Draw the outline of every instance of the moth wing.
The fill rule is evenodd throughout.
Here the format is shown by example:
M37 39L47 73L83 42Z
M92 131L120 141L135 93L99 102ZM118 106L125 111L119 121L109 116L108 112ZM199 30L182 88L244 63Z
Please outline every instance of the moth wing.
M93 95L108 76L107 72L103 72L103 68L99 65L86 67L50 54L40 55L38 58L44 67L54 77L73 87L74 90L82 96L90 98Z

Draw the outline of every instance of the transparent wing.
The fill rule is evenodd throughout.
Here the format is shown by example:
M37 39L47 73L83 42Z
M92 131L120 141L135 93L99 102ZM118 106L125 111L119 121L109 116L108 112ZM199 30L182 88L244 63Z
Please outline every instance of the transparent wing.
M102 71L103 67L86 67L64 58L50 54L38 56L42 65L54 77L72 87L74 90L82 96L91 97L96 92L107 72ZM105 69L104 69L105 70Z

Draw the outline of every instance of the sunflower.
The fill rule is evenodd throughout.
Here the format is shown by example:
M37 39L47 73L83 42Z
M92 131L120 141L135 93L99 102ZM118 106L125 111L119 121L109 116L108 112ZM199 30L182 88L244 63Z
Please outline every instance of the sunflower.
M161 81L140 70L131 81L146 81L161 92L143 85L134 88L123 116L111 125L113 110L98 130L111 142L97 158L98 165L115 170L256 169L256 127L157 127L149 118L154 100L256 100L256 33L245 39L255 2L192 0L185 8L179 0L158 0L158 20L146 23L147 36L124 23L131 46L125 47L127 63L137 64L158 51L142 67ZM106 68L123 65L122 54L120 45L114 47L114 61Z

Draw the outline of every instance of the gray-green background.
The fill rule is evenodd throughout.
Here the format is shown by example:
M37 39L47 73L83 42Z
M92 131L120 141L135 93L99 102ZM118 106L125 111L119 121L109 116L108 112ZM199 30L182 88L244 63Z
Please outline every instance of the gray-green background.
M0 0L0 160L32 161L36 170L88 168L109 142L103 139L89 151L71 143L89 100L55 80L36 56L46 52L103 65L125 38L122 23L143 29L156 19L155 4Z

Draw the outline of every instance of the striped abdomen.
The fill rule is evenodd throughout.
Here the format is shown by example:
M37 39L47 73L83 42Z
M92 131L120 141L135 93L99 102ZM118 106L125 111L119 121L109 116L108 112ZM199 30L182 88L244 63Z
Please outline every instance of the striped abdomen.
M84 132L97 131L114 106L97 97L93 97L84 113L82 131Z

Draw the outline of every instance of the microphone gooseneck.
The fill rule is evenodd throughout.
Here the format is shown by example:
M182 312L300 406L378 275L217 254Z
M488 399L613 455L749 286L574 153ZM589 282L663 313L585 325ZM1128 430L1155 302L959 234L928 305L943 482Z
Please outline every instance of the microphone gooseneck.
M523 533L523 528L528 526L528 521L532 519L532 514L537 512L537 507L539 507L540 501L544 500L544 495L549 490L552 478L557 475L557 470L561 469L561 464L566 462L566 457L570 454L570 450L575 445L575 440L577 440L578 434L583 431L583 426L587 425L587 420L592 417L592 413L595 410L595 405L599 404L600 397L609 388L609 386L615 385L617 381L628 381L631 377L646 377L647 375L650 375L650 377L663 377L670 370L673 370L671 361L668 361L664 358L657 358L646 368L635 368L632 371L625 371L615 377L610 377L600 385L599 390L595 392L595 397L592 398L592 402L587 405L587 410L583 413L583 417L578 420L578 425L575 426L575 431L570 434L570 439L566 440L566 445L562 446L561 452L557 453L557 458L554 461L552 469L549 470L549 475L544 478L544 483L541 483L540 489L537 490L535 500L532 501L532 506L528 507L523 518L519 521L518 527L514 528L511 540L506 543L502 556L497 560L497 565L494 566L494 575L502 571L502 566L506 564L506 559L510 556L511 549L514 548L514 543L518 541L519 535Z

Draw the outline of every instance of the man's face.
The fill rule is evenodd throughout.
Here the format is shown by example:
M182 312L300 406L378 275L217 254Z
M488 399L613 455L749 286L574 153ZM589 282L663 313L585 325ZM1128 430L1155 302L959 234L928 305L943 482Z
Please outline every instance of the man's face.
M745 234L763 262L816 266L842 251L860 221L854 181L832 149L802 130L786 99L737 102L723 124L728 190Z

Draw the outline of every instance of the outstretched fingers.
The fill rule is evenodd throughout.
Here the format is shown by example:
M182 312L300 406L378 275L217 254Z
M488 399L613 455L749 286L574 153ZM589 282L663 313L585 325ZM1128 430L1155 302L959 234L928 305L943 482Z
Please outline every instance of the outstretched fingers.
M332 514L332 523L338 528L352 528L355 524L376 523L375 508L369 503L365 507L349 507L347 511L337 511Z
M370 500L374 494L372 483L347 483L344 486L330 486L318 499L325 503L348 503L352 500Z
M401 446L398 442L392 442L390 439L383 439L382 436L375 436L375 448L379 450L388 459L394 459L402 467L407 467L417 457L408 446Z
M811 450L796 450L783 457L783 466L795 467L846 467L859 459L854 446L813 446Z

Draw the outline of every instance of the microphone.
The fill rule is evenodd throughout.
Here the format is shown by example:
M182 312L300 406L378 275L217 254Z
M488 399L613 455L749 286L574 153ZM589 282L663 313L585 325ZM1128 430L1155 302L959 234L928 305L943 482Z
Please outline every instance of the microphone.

→ WHAT TO DO
Can you reproduce, word for word, the lines in the entries above, starting at the line containing "Draw the outline of every instance of the man's" and ending at the line containing "M745 234L763 262L816", with both of those lines included?

→ ANSWER TO THE PROBLEM
Draw the outline of every instance of the man's face.
The fill rule is evenodd throughout.
Here the format is shown by example:
M182 312L300 406L378 275L217 254Z
M488 399L613 455L749 286L574 153ZM589 282L663 313L585 325ZM1128 430L1155 302L959 234L928 305L943 482Z
Please outline every instance of the man's face.
M745 234L763 262L816 266L842 251L860 221L854 181L832 149L802 130L786 99L737 102L723 124L728 190Z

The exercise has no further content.